# Petunjuk Pengerjaan:
[1] Menurut teks berita tentang ketegangan Iran dan Israel, siapa saja yang tewas dalam serangan Israel ke Kedubes Iran?
[2] Tentukan apakah setiap pernyataan berikut sesuai dengan teks berita tentang ketegangan Iran dan Israel. Jawab ya atau tidak, lalu kutip kata-kata penentunya dari teks tersebut.
(a) Iran sudah menyerang Israel secara langsung.
(b) Netanyahu menyatakan Israel siap berperang melawan Iran.
(c) Pernyataan Netanyahu dikutip dari Reuters.
[3] Teruskan teks berita tentang ketegangan Iran dan Israel mulai dari sesudah kalimat terakhirnya.

# Teks Sumber:
___

BEBASBARU.ID, INTERNASIONAL – Selama ini momok paling menakutkan bagi kepentingan Amerika dan Isreal di kawasan Timur Tengah adalah Iran.
Iran satu-satunya negeri yang tak takut embargo panjang AS dan berseteru langsung dengan Israel, walaupun sampai detik ini Iran masih belum langsung menyerang anak asuh Mamarika itu.
Namun kini semua berubah, setelah Israel terang-terangan membangunkan singa tidur, yakni menyerang Kedutaan Iran di Suriah.
Ketegangan kedua negara pun meningkat ketika Israel menyerang Kedubes Iran tersebut, hingga menewaskan dua jenderal beserta lima penasihat militernya.
Kini, dengan percaya diri Perdana Menteri Israel Benjamin Netanyahu mengungkapkan bahwa pihaknya siap perang lawan negeri ini.
“Selama bertahun-tahun, Iran telah bertindak melawan kami baik secara langsung maupun melalui proksinya, oleh karena itu, Israel bertindak melawan Iran dan proksinya, secara defensif dan ofensif,” tantang Netanyahu, seperti dikutip dari Reuters, Kamis (04/04/2024).

___

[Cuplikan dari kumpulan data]

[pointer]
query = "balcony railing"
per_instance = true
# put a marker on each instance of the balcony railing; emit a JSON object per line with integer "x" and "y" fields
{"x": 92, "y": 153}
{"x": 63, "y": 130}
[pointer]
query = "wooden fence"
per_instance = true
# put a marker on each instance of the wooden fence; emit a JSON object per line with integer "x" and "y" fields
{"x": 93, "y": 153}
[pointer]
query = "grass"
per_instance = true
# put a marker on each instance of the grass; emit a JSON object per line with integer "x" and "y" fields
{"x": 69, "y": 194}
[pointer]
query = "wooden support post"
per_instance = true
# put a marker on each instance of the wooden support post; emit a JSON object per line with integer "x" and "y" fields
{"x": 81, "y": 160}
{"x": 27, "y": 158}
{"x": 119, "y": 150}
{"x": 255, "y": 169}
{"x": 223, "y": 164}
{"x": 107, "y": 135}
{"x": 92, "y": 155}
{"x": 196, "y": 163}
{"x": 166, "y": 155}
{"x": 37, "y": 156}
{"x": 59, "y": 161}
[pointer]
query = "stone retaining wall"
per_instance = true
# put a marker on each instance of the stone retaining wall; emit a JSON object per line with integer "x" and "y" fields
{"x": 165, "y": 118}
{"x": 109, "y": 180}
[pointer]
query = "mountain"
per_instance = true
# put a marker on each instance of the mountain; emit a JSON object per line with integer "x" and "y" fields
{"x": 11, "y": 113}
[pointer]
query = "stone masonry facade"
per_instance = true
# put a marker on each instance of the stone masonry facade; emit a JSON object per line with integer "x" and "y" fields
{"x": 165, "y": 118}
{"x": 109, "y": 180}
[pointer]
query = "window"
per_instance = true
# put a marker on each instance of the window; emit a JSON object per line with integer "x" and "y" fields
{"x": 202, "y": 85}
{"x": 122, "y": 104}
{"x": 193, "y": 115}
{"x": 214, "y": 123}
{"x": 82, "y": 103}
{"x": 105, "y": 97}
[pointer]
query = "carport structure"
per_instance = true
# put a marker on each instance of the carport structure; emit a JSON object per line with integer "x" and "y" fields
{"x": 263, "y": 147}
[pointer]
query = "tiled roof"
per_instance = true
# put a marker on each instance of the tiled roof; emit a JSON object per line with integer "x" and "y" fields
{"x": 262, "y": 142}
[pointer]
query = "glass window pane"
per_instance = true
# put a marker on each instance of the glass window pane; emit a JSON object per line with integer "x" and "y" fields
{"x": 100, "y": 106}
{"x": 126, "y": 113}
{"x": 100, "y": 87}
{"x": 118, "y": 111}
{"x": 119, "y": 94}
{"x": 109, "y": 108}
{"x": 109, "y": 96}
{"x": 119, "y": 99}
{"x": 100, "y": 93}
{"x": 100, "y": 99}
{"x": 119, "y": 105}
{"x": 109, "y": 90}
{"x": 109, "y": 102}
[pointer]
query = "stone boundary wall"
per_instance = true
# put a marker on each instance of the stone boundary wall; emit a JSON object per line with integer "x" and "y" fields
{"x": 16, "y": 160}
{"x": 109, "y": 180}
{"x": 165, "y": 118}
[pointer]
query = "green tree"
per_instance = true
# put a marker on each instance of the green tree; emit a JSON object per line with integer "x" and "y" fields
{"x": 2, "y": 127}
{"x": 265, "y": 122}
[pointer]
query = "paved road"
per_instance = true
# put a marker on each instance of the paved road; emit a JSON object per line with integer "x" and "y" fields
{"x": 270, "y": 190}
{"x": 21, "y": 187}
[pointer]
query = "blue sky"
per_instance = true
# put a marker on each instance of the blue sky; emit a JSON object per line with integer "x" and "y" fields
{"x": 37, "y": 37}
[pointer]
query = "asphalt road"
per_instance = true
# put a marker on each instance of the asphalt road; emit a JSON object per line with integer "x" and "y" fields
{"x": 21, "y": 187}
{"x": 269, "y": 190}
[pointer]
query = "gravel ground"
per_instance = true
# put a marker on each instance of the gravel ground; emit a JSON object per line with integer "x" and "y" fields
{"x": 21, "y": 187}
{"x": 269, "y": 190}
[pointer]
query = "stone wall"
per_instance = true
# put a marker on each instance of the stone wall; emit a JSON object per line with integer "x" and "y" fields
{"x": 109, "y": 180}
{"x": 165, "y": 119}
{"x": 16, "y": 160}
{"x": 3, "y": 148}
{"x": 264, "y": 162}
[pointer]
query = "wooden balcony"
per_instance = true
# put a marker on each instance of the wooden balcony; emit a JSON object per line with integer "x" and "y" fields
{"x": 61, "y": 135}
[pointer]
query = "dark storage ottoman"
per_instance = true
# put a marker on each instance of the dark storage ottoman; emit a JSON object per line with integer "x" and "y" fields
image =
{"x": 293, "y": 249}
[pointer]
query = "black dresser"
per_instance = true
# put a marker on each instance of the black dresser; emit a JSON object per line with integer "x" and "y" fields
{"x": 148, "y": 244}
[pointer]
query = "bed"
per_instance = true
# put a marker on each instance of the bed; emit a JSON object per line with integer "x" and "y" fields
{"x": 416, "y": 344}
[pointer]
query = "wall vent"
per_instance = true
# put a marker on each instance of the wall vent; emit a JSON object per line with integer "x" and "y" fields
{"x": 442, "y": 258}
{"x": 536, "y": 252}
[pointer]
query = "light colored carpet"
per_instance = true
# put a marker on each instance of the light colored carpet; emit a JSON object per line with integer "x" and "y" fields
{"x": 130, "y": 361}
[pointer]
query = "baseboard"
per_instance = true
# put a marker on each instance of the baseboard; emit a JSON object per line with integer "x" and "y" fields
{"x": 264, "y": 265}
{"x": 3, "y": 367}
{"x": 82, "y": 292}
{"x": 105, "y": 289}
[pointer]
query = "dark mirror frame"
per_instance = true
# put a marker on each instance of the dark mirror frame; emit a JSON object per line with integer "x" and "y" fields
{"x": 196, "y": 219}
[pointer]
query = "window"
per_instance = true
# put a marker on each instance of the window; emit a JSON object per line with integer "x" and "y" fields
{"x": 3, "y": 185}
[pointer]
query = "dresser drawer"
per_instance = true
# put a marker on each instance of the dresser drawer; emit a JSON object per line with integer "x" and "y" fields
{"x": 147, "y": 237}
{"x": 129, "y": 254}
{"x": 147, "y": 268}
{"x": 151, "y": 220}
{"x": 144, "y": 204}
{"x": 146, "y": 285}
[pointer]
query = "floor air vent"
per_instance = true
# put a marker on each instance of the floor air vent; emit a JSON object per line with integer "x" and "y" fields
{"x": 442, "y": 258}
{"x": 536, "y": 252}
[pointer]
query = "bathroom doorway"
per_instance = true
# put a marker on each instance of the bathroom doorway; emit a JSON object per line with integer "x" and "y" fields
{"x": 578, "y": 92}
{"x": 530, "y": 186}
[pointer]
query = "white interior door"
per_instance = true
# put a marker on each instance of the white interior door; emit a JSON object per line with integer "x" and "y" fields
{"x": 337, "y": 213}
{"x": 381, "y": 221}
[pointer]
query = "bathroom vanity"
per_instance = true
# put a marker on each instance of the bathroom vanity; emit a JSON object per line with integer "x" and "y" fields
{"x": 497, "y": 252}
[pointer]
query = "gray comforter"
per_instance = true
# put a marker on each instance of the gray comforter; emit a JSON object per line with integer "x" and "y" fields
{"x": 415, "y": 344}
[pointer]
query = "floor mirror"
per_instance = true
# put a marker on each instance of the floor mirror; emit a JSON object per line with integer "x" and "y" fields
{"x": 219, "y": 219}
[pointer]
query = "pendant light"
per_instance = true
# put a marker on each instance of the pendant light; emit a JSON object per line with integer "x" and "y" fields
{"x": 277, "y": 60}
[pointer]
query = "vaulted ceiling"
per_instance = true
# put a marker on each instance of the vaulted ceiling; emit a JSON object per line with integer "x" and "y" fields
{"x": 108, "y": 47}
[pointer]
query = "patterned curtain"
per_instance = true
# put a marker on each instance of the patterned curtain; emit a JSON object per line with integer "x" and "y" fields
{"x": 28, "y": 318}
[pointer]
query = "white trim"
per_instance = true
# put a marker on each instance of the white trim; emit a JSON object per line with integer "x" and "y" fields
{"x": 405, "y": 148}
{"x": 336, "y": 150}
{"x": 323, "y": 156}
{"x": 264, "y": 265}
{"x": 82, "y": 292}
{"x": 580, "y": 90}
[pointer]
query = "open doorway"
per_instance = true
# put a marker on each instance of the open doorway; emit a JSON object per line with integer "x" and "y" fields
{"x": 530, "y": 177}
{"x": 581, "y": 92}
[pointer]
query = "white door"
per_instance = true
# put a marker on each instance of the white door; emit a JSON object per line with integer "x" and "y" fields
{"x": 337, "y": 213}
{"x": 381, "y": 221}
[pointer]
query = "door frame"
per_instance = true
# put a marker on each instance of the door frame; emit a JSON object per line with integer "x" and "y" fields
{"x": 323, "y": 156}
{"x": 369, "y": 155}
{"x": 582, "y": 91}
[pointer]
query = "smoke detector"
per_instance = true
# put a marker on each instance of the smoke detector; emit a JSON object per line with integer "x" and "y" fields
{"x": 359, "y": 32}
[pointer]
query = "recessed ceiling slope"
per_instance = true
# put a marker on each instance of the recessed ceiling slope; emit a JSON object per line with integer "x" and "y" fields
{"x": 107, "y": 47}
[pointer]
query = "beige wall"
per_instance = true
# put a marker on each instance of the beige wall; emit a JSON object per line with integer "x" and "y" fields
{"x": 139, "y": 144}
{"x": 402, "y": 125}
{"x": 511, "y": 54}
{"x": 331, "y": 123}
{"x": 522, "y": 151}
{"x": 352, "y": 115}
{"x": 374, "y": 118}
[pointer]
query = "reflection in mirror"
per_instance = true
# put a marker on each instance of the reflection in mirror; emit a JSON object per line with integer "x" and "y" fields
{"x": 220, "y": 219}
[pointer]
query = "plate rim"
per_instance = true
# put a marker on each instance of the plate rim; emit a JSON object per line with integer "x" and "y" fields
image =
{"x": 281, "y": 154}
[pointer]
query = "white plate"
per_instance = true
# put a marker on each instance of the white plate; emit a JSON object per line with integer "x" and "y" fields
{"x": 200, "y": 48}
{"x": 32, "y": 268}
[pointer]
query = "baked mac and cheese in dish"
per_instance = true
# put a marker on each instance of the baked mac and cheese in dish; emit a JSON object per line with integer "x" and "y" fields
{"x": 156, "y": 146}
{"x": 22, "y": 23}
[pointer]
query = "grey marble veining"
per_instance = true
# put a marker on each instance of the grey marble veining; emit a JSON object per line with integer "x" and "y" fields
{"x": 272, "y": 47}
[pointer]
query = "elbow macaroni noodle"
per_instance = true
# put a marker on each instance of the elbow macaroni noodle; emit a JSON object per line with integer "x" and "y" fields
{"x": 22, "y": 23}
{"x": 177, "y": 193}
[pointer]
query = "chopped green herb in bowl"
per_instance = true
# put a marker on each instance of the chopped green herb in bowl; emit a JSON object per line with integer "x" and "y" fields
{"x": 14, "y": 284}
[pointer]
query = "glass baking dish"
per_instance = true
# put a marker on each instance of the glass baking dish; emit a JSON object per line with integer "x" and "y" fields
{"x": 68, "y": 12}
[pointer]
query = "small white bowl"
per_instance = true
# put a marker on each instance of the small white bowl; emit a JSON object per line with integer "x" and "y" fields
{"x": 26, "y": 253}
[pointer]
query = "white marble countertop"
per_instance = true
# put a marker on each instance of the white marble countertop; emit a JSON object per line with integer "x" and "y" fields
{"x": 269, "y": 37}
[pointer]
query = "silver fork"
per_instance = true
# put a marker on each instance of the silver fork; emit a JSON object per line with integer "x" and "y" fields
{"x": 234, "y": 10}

___

# Jawaban Latihan:
[1] Dua jenderal beserta lima penasihat militernya.

[2]
(a) Tidak: "sampai detik ini Iran masih belum langsung menyerang anak asuh Mamarika itu"
(b) Ya: "Perdana Menteri Israel Benjamin Netanyahu mengungkapkan bahwa pihaknya siap perang lawan negeri ini"
(c) Ya: "seperti dikutip dari Reuters"

[3]
Serangan tersebut menjadi ancaman serius terhadap kepentingan politik Iran di Suriah. Melihat hal itu, pemimpin negeri ini pun bersumpah membalas serangan yang membunuh dua jenderal militernya.
Terlebih, proksi negeri ini di Irak, Kataib Hizbullah menyatakan siap untuk mempersenjatai 12 ribu pejuang di Yordania guna melawan Israel.
Kelompok Perlawanan Islam di Irak, yang diwakili oleh Kataib Hizbullah serta milisi Syiah lainnya.
Berkomitmen untuk memasok berbagai persenjataan mulai dari senjata ringan dan menengah hingga roket taktis, amunisi, serta bahan peledak.
Sebagai proksi dari negeri mullah ini, mereka berupaya untuk menunjukkan “solidaritas tak tergoyahkan” dengan para pejuang di Palestina melalui pasokan itu.
Israel yang telah meningkatkan kampanye militernya melawan negeri syiah ini pun menjadi khawatir terhadap berbagai ancaman yang mungkin datang.
Tentara Israel juga kerap terlibat dalam berbagai pertempuran dengan kelompok Hizbullah yang didukung Iran hingga Lebanon.
Kiprah negara yang pernah dipimpin ‘Shah’ pro AS ini di kawasan Timur Tengah dinilai oleh beberapa pengamat sebagai upaya destabilisasi dari pengaruh yang sedang terbentuk dalam dinamika politiknya.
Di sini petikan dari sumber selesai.